Stated problem: Write every line of the material out exactly as shown.

-- start of Extracted entries --

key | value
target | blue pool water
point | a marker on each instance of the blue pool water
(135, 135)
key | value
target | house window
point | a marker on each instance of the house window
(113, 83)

-- end of Extracted entries --

The response:
key | value
target | blue pool water
point | a marker on each instance of the blue pool water
(135, 135)
key | value
target | house window
point | a marker on each instance of the house window
(113, 83)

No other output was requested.